Copy the lines beginning with the line containing "Tag each instance of the pond" and continuing through the line containing "<point>778,598</point>", keeping the requests. Increase every coordinate in the answers by 117, and leave the sample coordinates in the requests unchanged.
>> START STORED DATA
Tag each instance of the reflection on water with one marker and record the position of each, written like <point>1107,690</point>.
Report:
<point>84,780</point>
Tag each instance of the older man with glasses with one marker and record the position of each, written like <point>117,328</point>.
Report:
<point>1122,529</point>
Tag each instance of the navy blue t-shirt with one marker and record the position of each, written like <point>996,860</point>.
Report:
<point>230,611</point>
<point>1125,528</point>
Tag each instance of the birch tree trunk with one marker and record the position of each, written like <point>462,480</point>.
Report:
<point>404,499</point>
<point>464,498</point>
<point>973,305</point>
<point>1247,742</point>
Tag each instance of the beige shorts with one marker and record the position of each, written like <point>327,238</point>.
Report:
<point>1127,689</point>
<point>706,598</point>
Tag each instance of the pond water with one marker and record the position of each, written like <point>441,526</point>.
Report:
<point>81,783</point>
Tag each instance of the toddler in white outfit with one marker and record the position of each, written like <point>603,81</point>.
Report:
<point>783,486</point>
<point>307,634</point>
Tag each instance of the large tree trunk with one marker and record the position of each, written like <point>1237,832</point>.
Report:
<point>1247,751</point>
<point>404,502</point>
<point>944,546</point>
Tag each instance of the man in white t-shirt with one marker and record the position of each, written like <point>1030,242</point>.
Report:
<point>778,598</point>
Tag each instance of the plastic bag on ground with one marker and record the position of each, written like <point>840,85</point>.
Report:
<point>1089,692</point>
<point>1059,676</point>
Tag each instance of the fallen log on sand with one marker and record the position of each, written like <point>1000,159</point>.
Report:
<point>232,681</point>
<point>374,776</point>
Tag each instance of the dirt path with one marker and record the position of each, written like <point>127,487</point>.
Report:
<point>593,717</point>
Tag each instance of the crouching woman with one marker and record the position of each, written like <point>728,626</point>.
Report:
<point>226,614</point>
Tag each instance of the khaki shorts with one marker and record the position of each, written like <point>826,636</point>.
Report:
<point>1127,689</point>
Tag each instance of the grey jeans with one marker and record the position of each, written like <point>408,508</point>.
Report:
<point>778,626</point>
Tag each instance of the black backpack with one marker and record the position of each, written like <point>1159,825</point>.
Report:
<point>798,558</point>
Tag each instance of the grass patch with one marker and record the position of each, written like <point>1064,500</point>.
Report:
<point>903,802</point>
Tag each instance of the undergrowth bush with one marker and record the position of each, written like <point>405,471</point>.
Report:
>> END STORED DATA
> THE COMPLETED TASK:
Tag each instance of the pond water with one marker and record the position of each, written like <point>441,526</point>.
Report:
<point>198,900</point>
Tag each instance of the toddler in white outfit with one marker and record the position of each, written like <point>603,81</point>.
Report:
<point>900,603</point>
<point>424,751</point>
Tag each instance of the large tree trunk with one marker and record the position of each, written like <point>1237,832</point>.
Report:
<point>1364,868</point>
<point>521,619</point>
<point>1061,663</point>
Tag each instance of the man in white t-shirt with one marker and record the position of each, written like <point>1030,242</point>.
Report:
<point>895,715</point>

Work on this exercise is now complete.